→ SHORT TASK: Lay out the data as a Markdown table with columns Row and Text, starting at the line containing "the metal handrail?" and ending at the end of the data. Number each non-blank line, skip blank lines, and omit the pictures.

→ EXERCISE MATERIAL:
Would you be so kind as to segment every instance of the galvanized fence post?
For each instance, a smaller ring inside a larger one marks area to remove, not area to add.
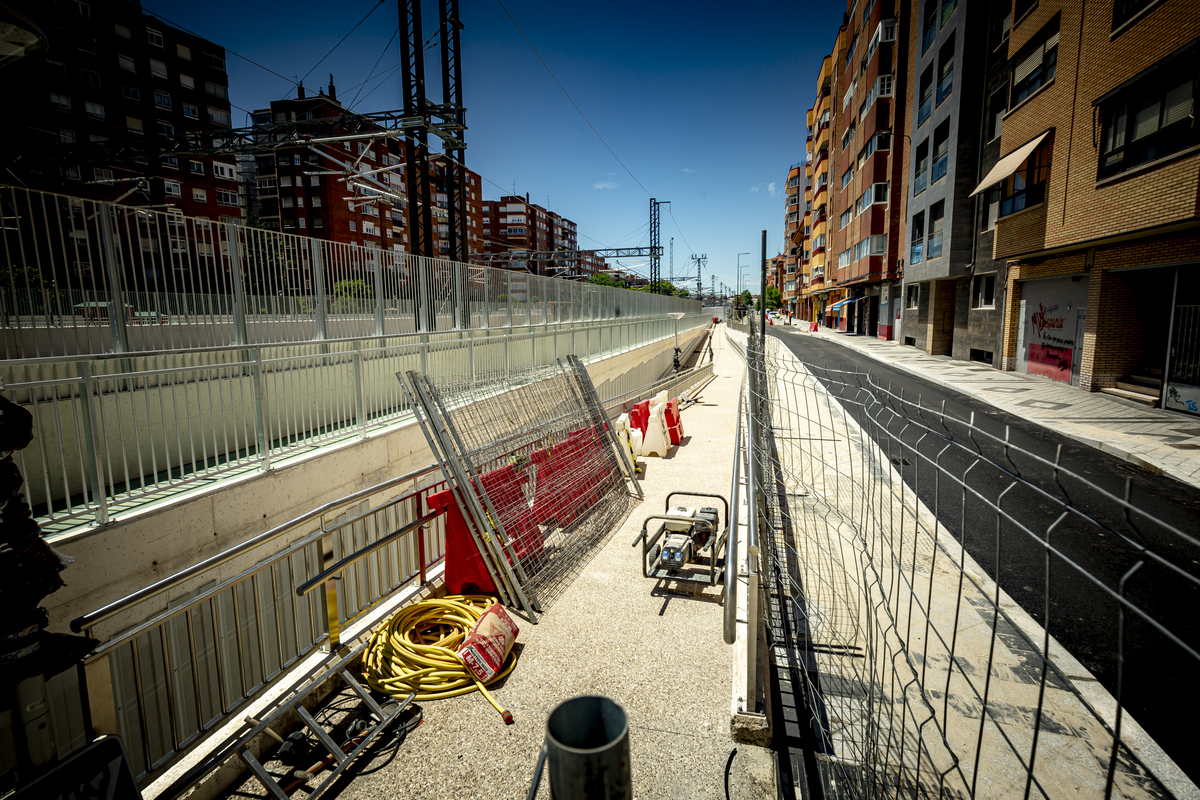
[[[254,379],[254,428],[258,434],[258,453],[263,459],[263,470],[271,468],[271,432],[266,417],[266,385],[263,383],[263,354],[259,348],[251,351],[254,363],[251,374]]]
[[[329,313],[325,308],[325,249],[324,243],[318,240],[312,241],[312,283],[317,290],[317,338],[329,338],[325,327]]]
[[[104,492],[104,467],[101,462],[103,443],[96,425],[96,411],[92,408],[95,380],[91,377],[91,363],[79,361],[77,366],[80,379],[79,402],[83,404],[83,440],[88,453],[88,479],[91,483],[91,500],[96,504],[95,524],[106,525],[108,524],[108,495]]]
[[[374,291],[376,291],[376,336],[383,337],[383,272],[380,267],[382,259],[379,258],[380,252],[378,249],[367,251],[371,258],[372,271],[374,272]]]
[[[367,410],[366,402],[362,397],[362,343],[355,341],[352,345],[354,348],[350,354],[350,360],[354,365],[354,414],[355,422],[359,426],[359,438],[367,438]]]
[[[248,344],[246,335],[246,282],[242,264],[240,229],[234,225],[222,225],[229,236],[229,272],[233,277],[233,343]]]
[[[100,240],[104,249],[104,273],[108,278],[108,326],[113,331],[113,353],[128,353],[128,313],[125,309],[125,289],[118,258],[116,218],[113,204],[100,204]]]

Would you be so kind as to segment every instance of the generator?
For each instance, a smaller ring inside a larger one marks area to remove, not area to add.
[[[642,545],[642,575],[659,581],[715,585],[725,576],[728,540],[728,531],[720,524],[720,511],[712,506],[672,505],[672,499],[678,497],[720,500],[728,524],[730,504],[720,494],[672,492],[667,495],[664,513],[647,517],[634,540],[634,547]],[[660,524],[650,534],[653,521]]]

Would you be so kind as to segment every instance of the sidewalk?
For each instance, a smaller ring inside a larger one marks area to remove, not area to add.
[[[1200,419],[1146,408],[1100,392],[1080,391],[1036,375],[926,355],[916,348],[869,336],[827,327],[810,333],[797,325],[773,330],[784,336],[818,336],[836,342],[1152,473],[1200,487]]]
[[[547,716],[577,694],[608,696],[629,714],[635,798],[722,800],[734,746],[732,796],[775,796],[770,751],[730,738],[733,648],[722,640],[721,587],[691,596],[648,581],[641,547],[630,547],[670,492],[728,497],[743,363],[724,337],[714,351],[714,379],[683,413],[684,443],[667,458],[640,461],[646,499],[536,625],[516,620],[521,661],[493,690],[515,723],[505,726],[476,693],[421,703],[424,723],[396,757],[391,747],[364,757],[335,787],[341,800],[523,798]],[[276,763],[268,769],[280,771]],[[247,777],[226,796],[268,795]],[[538,796],[550,796],[545,775]]]

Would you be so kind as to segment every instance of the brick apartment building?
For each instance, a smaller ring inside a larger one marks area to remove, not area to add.
[[[1018,0],[1010,28],[1004,156],[978,187],[1002,366],[1198,413],[1200,8]]]
[[[301,85],[296,97],[275,101],[269,109],[253,114],[256,125],[289,120],[337,119],[350,114],[337,100],[337,88],[329,84],[310,95]],[[378,128],[362,118],[355,122],[367,131]],[[348,133],[335,125],[330,136]],[[335,242],[412,252],[409,198],[404,180],[408,152],[413,145],[401,139],[371,139],[284,148],[256,156],[253,175],[254,213],[265,228],[313,236]],[[347,166],[373,173],[383,187],[365,181],[343,180],[328,174]],[[322,174],[326,173],[326,174]],[[433,207],[434,254],[449,257],[450,201],[445,164],[434,156],[430,163],[430,193]],[[467,251],[482,252],[482,199],[480,178],[466,170]],[[248,194],[248,192],[247,192]]]
[[[841,315],[845,330],[894,337],[892,306],[905,242],[907,151],[893,148],[907,116],[906,0],[852,0],[833,62],[833,125],[826,145],[830,182],[827,243],[836,253],[838,283],[850,290]],[[899,79],[898,79],[899,78]],[[814,163],[820,157],[820,146]],[[818,204],[814,200],[814,204]],[[814,241],[814,251],[818,241]],[[882,309],[882,313],[881,313]]]
[[[41,28],[48,47],[5,67],[8,108],[20,109],[0,133],[6,181],[241,219],[233,157],[160,154],[182,134],[230,127],[224,48],[137,0],[11,7]]]
[[[934,355],[997,363],[1004,263],[992,259],[996,204],[972,194],[1000,157],[1010,6],[924,0],[908,26],[904,144],[908,175],[901,341]]]
[[[577,251],[578,231],[570,219],[524,197],[506,194],[482,203],[482,252]],[[588,277],[607,269],[604,259],[580,253],[552,261],[512,261],[514,269],[528,267],[536,275],[563,278]]]

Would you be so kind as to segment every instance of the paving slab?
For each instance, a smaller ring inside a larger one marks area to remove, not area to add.
[[[1003,372],[971,361],[934,356],[898,342],[816,332],[797,325],[782,336],[817,336],[910,374],[989,403],[1150,471],[1200,487],[1200,419],[1086,392],[1038,375]]]

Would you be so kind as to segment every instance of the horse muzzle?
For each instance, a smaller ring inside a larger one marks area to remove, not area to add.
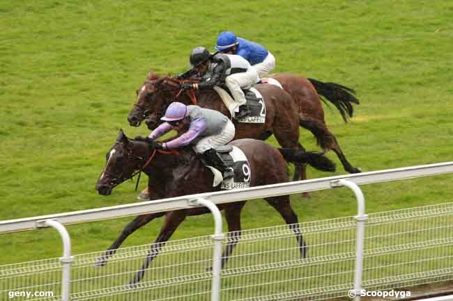
[[[145,120],[145,123],[146,124],[146,127],[148,127],[148,129],[153,131],[158,127],[160,122],[155,116],[151,116]]]

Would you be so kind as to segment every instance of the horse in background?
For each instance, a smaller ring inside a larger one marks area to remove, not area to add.
[[[137,102],[129,113],[131,125],[138,127],[146,119],[150,129],[161,122],[168,106],[174,101],[185,104],[196,104],[222,112],[227,116],[230,112],[218,93],[211,89],[181,91],[181,81],[175,77],[159,76],[150,72],[143,85],[137,90]],[[299,143],[299,117],[291,97],[274,85],[257,85],[256,90],[263,96],[266,105],[265,122],[236,122],[234,139],[253,138],[266,140],[272,133],[283,147],[305,150]],[[305,166],[295,165],[293,179],[306,179]]]
[[[335,164],[323,155],[300,149],[276,148],[261,140],[236,140],[229,143],[241,149],[250,168],[250,186],[270,185],[289,181],[287,161],[310,164],[325,171],[335,170]],[[220,185],[213,187],[213,175],[201,162],[192,148],[185,147],[178,152],[157,150],[153,143],[129,139],[120,131],[116,141],[106,154],[107,163],[96,184],[101,195],[108,195],[112,189],[130,179],[138,170],[149,177],[151,200],[174,197],[220,190]],[[298,217],[291,208],[289,195],[265,197],[264,200],[277,210],[289,229],[294,233],[301,258],[305,258],[307,246],[299,227]],[[230,239],[222,255],[224,266],[240,238],[240,212],[246,201],[219,204],[224,210]],[[144,276],[151,261],[170,238],[187,216],[209,213],[206,208],[197,207],[169,212],[144,214],[137,216],[123,229],[121,234],[105,253],[98,259],[96,266],[107,264],[108,259],[116,249],[137,229],[153,219],[165,216],[160,232],[151,245],[141,268],[131,280],[130,284],[139,282]]]

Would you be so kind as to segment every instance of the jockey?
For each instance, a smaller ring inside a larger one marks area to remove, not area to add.
[[[192,70],[201,78],[200,83],[183,83],[183,89],[208,89],[224,82],[229,89],[235,102],[235,118],[241,118],[249,113],[245,104],[245,95],[242,88],[252,87],[259,80],[255,68],[242,56],[220,53],[212,55],[208,49],[199,47],[190,54]],[[245,110],[243,110],[244,109]]]
[[[275,67],[275,58],[263,46],[236,37],[231,31],[219,35],[215,48],[224,54],[237,54],[245,58],[256,70],[260,78]]]
[[[217,111],[175,101],[170,104],[161,120],[165,122],[153,131],[148,138],[154,140],[171,129],[185,133],[172,140],[158,143],[157,148],[169,149],[192,145],[206,165],[222,172],[224,179],[234,176],[233,169],[227,165],[214,148],[226,145],[234,137],[234,124],[227,116]]]

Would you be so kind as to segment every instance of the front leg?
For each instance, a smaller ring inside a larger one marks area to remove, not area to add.
[[[129,283],[129,285],[131,286],[131,287],[134,287],[134,284],[141,280],[145,275],[145,272],[149,266],[149,264],[159,254],[162,247],[165,245],[165,243],[170,239],[170,237],[176,230],[178,227],[185,219],[185,210],[170,211],[167,213],[164,225],[160,229],[159,236],[151,245],[151,247],[148,252],[146,259],[145,259],[145,262],[143,263],[141,268],[138,270],[137,274],[135,274],[134,278]]]

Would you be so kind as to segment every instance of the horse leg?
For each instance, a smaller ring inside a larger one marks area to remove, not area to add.
[[[348,161],[348,159],[346,159],[346,157],[343,154],[343,152],[341,152],[341,149],[340,148],[338,142],[337,142],[337,138],[335,138],[335,136],[333,136],[333,134],[332,134],[332,136],[333,137],[335,143],[330,149],[334,151],[335,154],[337,154],[337,156],[339,159],[340,162],[341,162],[344,170],[349,172],[350,174],[357,174],[362,172],[362,170],[360,170],[359,168],[355,168],[351,165],[349,161]]]
[[[337,141],[337,138],[335,135],[328,130],[325,124],[314,118],[302,115],[301,115],[300,117],[300,126],[308,129],[312,132],[312,133],[313,133],[313,135],[314,135],[318,145],[324,152],[327,149],[332,149],[334,151],[346,172],[351,174],[361,172],[360,170],[353,167],[348,161]]]
[[[125,241],[125,239],[137,229],[144,226],[153,219],[162,216],[164,213],[158,213],[152,214],[144,214],[135,218],[132,222],[123,229],[120,236],[114,241],[112,245],[104,252],[102,255],[98,257],[95,266],[101,267],[107,264],[108,259],[115,254],[116,250]]]
[[[165,220],[164,225],[160,229],[160,232],[156,240],[151,244],[151,247],[148,251],[148,255],[145,262],[141,266],[141,268],[137,272],[134,278],[129,282],[129,285],[133,286],[141,280],[145,275],[145,272],[149,266],[149,264],[159,254],[160,250],[165,245],[165,243],[170,239],[171,235],[176,230],[178,227],[185,219],[186,213],[184,210],[178,210],[175,211],[170,211],[165,215]]]
[[[289,195],[281,195],[279,197],[266,197],[268,203],[277,210],[284,221],[288,225],[290,230],[295,236],[295,239],[298,242],[298,246],[300,252],[300,257],[305,258],[307,257],[307,244],[304,241],[302,231],[300,231],[300,226],[298,224],[298,215],[293,210],[289,202]]]
[[[228,243],[225,251],[222,254],[222,268],[223,268],[230,256],[233,249],[239,242],[241,235],[240,211],[243,210],[245,202],[240,202],[227,205],[225,207],[225,219],[228,224]]]

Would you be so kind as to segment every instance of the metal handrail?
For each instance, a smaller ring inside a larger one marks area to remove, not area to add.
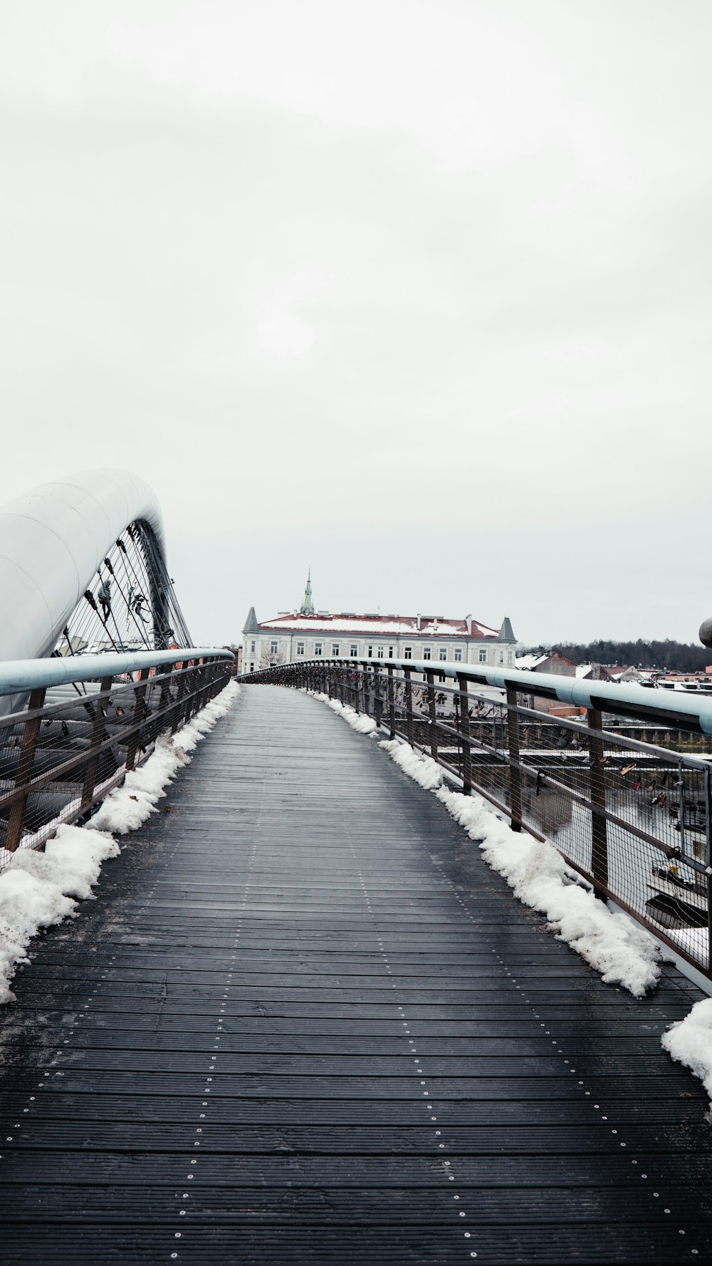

→ TASK SOLUTION:
| Row | Text |
|---|---|
| 1 | Would you be so kind as to segment every instance of the metal handrail? |
| 2 | For each instance, a smaller ring inside a larger one marks area to remove, not area to add. |